• _ZIEL DER ÜBUNG_
Gib aus dem Artikel über die Hitze in Südeuropa den Abschnitt von „Rekordtemperaturen, Dürreperioden, Waldbrände: Europas“ bis einschließlich „in den Flammen.“ wortgetreu wieder.

Auswirkungen des Klimawandels: Killerhitze bald ganz normal

Rekordtemperaturen, Dürreperioden, Waldbrände: Europas Süden leidet immer mehr. Schuld ist der Klimawandel, sagen Forscher.

Ein Mann lässt sich in Mailand von einem Brunnen berieseln; im Sommer war es vielerorts oft über 40 Grad heiß Foto: dpa

2017 brachte am Mittelmeer einen Sommer der Rekorde – und eine Warnung: In Italien und auf dem Balkan herrschten von Juni bis August mehrere Tage lang mehr als 40 Grad Celsius, es gab Hitzerekorde in Südfrankreich, Korsika und Kroatien. Vor allem Kinder, Senioren und Kranke litten. Auf dem Balkan, in Italien und Griechenland wüteten Waldbrände, in Portugal starben im Juni mehr als 60 Menschen in den Flammen.

Am schwersten traf die Glühhitze die Landwirtschaft: Bosnien verlor die Hälfte seiner Ernte, Serbien und Italien büßten Milliardenwerte bei Sojabohnen und Trauben ein. Die Temperaturen waren so gefährlich, dass eine Hitzewelle Anfang August den Namen „Luzifer“ bekam.

• _DATENZEILEN_
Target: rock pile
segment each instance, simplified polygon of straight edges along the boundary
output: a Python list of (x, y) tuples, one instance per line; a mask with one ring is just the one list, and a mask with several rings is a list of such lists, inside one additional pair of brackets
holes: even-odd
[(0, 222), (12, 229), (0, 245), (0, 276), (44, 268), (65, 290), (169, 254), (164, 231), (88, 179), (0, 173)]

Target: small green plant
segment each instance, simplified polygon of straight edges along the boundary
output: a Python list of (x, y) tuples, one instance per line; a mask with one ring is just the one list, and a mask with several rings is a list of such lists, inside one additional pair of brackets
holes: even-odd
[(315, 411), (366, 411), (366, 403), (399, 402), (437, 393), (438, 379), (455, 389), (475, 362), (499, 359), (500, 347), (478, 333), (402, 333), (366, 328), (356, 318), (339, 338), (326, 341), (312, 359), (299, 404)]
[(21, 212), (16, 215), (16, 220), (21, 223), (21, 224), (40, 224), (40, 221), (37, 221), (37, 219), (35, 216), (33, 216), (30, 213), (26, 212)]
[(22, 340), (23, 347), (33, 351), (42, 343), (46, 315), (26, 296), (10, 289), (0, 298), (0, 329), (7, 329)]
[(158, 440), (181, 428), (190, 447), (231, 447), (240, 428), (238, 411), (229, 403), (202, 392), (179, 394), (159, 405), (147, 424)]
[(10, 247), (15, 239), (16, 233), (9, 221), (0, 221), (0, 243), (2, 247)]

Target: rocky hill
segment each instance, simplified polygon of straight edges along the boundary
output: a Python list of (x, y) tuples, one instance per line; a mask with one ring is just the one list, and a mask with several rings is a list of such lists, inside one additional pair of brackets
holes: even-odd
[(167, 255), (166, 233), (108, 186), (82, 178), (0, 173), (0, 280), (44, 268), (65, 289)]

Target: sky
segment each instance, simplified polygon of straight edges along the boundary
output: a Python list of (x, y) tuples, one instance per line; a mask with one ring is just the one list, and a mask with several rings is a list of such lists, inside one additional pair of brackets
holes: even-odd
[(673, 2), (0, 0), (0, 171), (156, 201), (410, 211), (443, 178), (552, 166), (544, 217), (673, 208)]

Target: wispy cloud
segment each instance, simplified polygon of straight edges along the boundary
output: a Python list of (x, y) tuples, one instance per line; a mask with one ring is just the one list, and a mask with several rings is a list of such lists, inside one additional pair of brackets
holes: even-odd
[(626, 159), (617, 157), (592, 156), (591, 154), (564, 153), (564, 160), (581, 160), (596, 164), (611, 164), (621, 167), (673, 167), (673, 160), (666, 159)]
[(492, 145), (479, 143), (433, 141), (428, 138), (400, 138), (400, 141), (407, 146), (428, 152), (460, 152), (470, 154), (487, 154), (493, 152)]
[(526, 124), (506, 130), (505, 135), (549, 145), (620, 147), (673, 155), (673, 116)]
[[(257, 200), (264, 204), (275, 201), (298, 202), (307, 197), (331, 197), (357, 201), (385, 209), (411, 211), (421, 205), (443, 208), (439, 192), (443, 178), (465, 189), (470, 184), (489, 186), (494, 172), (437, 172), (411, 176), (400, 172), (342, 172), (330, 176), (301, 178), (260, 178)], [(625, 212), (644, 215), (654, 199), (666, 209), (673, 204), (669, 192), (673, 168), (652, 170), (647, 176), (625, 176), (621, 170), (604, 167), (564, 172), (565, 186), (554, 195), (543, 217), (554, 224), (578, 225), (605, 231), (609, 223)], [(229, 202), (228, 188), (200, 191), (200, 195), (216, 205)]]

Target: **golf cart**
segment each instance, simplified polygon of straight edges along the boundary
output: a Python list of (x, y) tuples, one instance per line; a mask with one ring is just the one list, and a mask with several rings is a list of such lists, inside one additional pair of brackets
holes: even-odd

• _ERGEBNIS_
Rekordtemperaturen, Dürreperioden, Waldbrände: Europas Süden leidet immer mehr. Schuld ist der Klimawandel, sagen Forscher.

Ein Mann lässt sich in Mailand von einem Brunnen berieseln; im Sommer war es vielerorts oft über 40 Grad heiß Foto: dpa

2017 brachte am Mittelmeer einen Sommer der Rekorde – und eine Warnung: In Italien und auf dem Balkan herrschten von Juni bis August mehrere Tage lang mehr als 40 Grad Celsius, es gab Hitzerekorde in Südfrankreich, Korsika und Kroatien. Vor allem Kinder, Senioren und Kranke litten. Auf dem Balkan, in Italien und Griechenland wüteten Waldbrände, in Portugal starben im Juni mehr als 60 Menschen in den Flammen.